**Problem requirements**: Every record must be transcribed in its entirety, apart from the images, which are to be omitted.

**Source records**:

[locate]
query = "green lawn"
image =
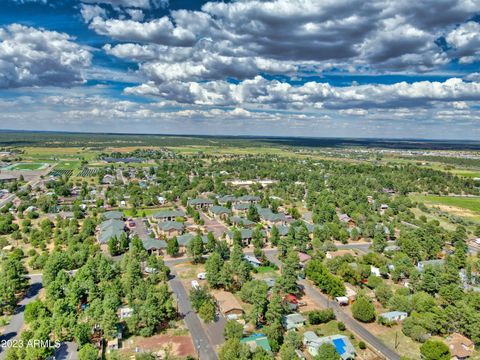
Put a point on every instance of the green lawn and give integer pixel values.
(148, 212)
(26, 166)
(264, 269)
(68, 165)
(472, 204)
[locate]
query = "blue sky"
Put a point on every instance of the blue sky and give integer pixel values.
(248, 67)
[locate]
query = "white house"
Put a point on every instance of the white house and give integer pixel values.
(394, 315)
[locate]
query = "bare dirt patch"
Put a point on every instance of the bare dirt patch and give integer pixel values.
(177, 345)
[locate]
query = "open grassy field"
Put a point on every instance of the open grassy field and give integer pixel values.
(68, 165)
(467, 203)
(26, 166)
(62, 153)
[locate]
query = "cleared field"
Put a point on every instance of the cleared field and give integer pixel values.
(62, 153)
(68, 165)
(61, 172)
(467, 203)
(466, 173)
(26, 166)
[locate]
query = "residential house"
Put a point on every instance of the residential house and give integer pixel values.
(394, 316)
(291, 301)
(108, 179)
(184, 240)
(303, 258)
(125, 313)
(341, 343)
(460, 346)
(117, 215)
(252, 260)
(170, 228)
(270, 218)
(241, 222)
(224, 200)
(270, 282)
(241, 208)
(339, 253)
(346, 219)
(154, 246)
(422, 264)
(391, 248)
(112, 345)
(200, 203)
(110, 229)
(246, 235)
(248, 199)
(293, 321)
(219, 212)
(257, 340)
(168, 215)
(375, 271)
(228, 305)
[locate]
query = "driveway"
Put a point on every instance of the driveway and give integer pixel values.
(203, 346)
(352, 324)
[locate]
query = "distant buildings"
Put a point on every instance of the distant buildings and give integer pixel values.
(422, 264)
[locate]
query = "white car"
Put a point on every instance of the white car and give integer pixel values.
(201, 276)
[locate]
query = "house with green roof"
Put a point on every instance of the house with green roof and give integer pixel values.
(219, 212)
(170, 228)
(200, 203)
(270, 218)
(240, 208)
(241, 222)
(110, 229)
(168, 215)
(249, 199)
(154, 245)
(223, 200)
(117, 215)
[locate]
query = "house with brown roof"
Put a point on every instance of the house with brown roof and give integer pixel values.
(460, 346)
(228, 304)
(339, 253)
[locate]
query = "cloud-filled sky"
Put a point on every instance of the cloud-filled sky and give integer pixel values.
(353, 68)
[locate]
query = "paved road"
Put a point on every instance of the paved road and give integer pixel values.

**Exercise output**:
[locate]
query = "green lawn"
image =
Put a point on every instance of the green lawn and give integer pixel values.
(148, 212)
(26, 166)
(264, 269)
(68, 165)
(472, 204)
[locate]
query = "blue sky"
Put a point on every instance of the blue sky and give integer pixel values.
(248, 67)
[locate]
query = "white house"
Put a point on every instance of the white house and give integer pixel values.
(394, 315)
[locate]
query = "bare dirt patch"
Put a point on every instance of the bare dirt patch and give integer pixel values.
(177, 345)
[locate]
query = "open grassy field"
Put a point on every instance of the open grassy field and give integer pixel values.
(68, 165)
(467, 203)
(26, 166)
(62, 153)
[locate]
query = "cleared field"
Put a point on every instance of the cleared field and give integer pixel values.
(62, 153)
(68, 165)
(61, 172)
(467, 203)
(466, 173)
(26, 166)
[locate]
query = "residential house"
Put a point on every instance of the residential house and give integer pixel values.
(394, 316)
(291, 301)
(108, 179)
(184, 240)
(303, 258)
(125, 313)
(341, 343)
(460, 346)
(117, 215)
(252, 260)
(170, 228)
(270, 218)
(241, 222)
(224, 200)
(270, 282)
(241, 208)
(339, 253)
(346, 219)
(154, 246)
(422, 264)
(391, 248)
(112, 345)
(200, 203)
(110, 229)
(246, 235)
(248, 199)
(293, 321)
(219, 212)
(257, 340)
(168, 215)
(375, 271)
(228, 305)
[locate]
query = "driveway"
Put a point on every instance of the driveway and give integer pixel values.
(203, 346)
(352, 324)
[locate]
query = "distant buildings"
Put a point on every instance of the distant buildings and give integer pixel values.
(422, 264)
[locate]
query = "white car"
Put a point on every instance of the white car and give integer pixel values.
(201, 276)
[locate]
query = "house with green roof"
Put a point on every instance of the house with green roof and give integer pixel values.
(219, 212)
(170, 228)
(200, 203)
(270, 218)
(240, 208)
(241, 222)
(110, 229)
(168, 215)
(249, 199)
(154, 245)
(223, 200)
(117, 215)
[locate]
query = "house with brown roof"
Put a point on every instance of the house with brown roof and give integer pixel values.
(460, 346)
(228, 304)
(339, 253)
[locate]
query = "cloud-filled sky"
Put a point on every instance of the cloud-filled sky and give integer pixel values.
(353, 68)
[locate]
query = "paved road"
Put a point on every instance of the paved road and give integer pixel values.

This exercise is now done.